━━ Dataset records ━━

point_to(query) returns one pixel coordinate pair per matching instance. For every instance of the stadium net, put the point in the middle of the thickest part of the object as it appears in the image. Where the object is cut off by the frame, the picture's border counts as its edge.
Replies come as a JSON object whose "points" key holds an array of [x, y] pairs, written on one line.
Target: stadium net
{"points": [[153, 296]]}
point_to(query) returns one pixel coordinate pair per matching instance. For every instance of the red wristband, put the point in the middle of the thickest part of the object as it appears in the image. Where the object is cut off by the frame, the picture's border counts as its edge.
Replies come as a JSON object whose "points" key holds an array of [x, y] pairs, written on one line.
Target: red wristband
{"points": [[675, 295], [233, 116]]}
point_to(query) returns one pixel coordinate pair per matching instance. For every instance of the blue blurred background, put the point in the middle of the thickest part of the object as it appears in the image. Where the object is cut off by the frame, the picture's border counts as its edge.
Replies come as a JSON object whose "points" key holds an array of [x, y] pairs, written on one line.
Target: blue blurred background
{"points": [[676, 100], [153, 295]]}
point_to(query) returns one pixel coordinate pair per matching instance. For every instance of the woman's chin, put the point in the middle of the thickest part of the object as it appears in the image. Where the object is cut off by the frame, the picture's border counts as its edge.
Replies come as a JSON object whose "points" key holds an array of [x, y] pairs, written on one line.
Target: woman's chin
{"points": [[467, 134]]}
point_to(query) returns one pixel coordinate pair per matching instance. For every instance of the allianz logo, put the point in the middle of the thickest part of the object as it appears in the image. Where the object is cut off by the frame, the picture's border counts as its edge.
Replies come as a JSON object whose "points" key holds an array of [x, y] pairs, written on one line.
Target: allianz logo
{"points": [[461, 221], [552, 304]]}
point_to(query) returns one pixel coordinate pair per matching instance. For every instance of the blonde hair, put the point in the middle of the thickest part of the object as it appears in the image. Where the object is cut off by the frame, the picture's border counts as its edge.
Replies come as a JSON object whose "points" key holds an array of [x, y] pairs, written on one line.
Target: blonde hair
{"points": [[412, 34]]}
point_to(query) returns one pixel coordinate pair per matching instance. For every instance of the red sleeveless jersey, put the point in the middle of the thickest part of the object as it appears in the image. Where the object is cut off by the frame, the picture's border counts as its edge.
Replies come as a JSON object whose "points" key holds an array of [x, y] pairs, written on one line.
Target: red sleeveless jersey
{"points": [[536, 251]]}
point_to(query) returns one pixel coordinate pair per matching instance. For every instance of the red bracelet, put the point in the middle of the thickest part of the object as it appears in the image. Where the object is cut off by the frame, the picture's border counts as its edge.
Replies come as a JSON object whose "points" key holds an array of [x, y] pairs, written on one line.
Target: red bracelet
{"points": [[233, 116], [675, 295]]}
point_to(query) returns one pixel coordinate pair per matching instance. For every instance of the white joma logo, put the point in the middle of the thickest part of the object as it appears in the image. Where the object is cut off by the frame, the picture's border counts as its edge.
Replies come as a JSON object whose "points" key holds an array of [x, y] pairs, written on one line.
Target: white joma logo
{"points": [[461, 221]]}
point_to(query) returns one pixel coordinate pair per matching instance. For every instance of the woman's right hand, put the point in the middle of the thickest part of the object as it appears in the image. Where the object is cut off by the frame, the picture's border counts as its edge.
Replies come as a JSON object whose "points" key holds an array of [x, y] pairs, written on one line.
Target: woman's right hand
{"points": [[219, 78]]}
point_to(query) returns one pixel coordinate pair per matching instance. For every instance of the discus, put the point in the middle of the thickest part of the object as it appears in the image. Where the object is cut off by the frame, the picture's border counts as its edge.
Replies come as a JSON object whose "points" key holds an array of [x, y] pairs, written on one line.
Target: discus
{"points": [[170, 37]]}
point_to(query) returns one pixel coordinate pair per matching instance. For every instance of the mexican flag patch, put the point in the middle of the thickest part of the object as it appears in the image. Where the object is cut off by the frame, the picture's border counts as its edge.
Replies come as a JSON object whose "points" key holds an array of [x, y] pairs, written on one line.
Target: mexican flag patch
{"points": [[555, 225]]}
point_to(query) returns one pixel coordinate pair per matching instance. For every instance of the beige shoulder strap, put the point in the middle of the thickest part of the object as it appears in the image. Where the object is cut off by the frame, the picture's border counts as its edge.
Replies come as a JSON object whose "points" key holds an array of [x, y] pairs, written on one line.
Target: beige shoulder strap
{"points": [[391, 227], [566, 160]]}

━━━

> Work instructions: Every entry needs to be copied exactly as it was written.

> Output:
point_to(query) returns one pixel coordinate pair per matching instance. For every instance of the stadium net, put the point in the middle of the thickest part of the object as it appears in the image. Where the object is cut off by the frame, the picture's border counts as its edge.
Replies come as a JSON object whose "points" key holds an array of [x, y] pairs, written on one line.
Target: stadium net
{"points": [[153, 296]]}
point_to(query) returns one pixel coordinate pair per matching instance. For every instance of the red wristband, put the point in the middle of the thickest part of the object as it appears in the image. Where the object is cut off by the frame, the picture's border counts as its edge.
Replies come as a JSON object whose "points" key holds an array of [x, y] pairs, written on one line.
Target: red wristband
{"points": [[675, 295], [233, 116]]}
point_to(query) returns one pixel coordinate pair per matching instance. For every instance of the blue blurred background, put the point in the middle of the thickest part of the object as it appears in the image. Where the object is cut off by the frame, the picture's border counts as its edge.
Replies come as a JSON object whose "points" key holds an array of [x, y] pairs, written on one line.
Target: blue blurred background
{"points": [[676, 100], [153, 295]]}
point_to(query) returns one pixel coordinate pair per matching instance. For every instance of the woman's chin, put the point in the middle of the thickest part of the object as it appears in the image. Where the object is cut off by the frame, the picture's border counts as its edge.
Replies come as a JSON object whose "points" key holds an array of [x, y] pairs, written on one line.
Target: woman's chin
{"points": [[467, 134]]}
point_to(query) returns one pixel coordinate pair per matching instance. For every instance of the allianz logo, put the point in the middle of the thickest part of the object as it appears in the image. Where the object is cut off by the frame, the picture's border counts as its edge.
Replies come as a JSON object whose "points" key holds an array of [x, y] pairs, written on one line.
Target: allianz logo
{"points": [[461, 221], [552, 304]]}
point_to(query) returns one pixel coordinate pair per matching instance. For every instance of the blonde hair, put the point in the middle of the thickest part of the object as it appears in the image. Where the object is cut off by the frame, the picture's border counts as its edge.
Replies come as a JSON object whose "points" key holds an array of [x, y] pairs, written on one line.
Target: blonde hair
{"points": [[412, 34]]}
point_to(query) returns one pixel coordinate pair per matching instance. For every instance of the red sleeveless jersey, put the point in the middle of the thickest part of the object as it appears in the image. Where the object is cut off by the frame, the picture's border counts as its edge.
Replies come as a JSON object whose "points" key holds an array of [x, y] pairs, written on one line.
Target: red sleeveless jersey
{"points": [[536, 251]]}
point_to(query) returns one pixel coordinate pair per matching instance. For every instance of the red bracelet, put the point in the middle of the thickest part of the object as it appears in the image. Where the object is cut off by the frame, the picture's border counts as its edge.
Replies come as a JSON object whose "points" key holds an array of [x, y] pairs, written on one line.
Target: red bracelet
{"points": [[233, 116], [675, 295]]}
point_to(query) returns one pixel coordinate pair per matching instance. For every instance of the white joma logo, put the point in the middle of the thickest part of the object as it appears in the image. Where the object is cut off by the frame, the picture's border counts as its edge.
Replies come as a JSON object whose "points" key holds an array of [x, y] pairs, written on one line.
Target: white joma logo
{"points": [[461, 221]]}
point_to(query) returns one pixel coordinate pair per matching instance. For every instance of the woman's right hand, put the point in the middle of the thickest part of the object as it appears in the image. Where the object is cut off by the frame, the picture's border counts as its edge.
Replies come as a JSON object whose "points" key holds an array of [x, y] pairs, written on one line.
Target: woman's right hand
{"points": [[219, 78]]}
point_to(query) returns one pixel coordinate pair per matching instance. For every instance of the discus, put the point in the middle of the thickest part of the object as it appears in the image. Where the object is cut off by the frame, the picture's border counts as its edge.
Replies come as a JSON object whose "points" key holds an array of [x, y] pairs, written on one line.
Target: discus
{"points": [[170, 37]]}
point_to(query) returns one pixel coordinate pair per matching instance. For every instance of the mexican flag patch, put the point in the middle of the thickest part of the object as it appears in the image. Where the object is cut off by the frame, the picture's border counts as its edge.
Replies come as a JSON object whose "points" key holds an array of [x, y] pairs, written on one line.
Target: mexican flag patch
{"points": [[555, 225]]}
point_to(query) returns one pixel coordinate pair per matching instance. For every instance of the beige shoulder strap, put the point in the middle of the thickest part of the object as it appears in the image. Where the object is cut off by the frame, the picture's border counts as its edge.
Replies come as a JSON object whose "points" key holds an array of [x, y] pairs, written on one line.
Target: beige shoulder strap
{"points": [[391, 227], [566, 160]]}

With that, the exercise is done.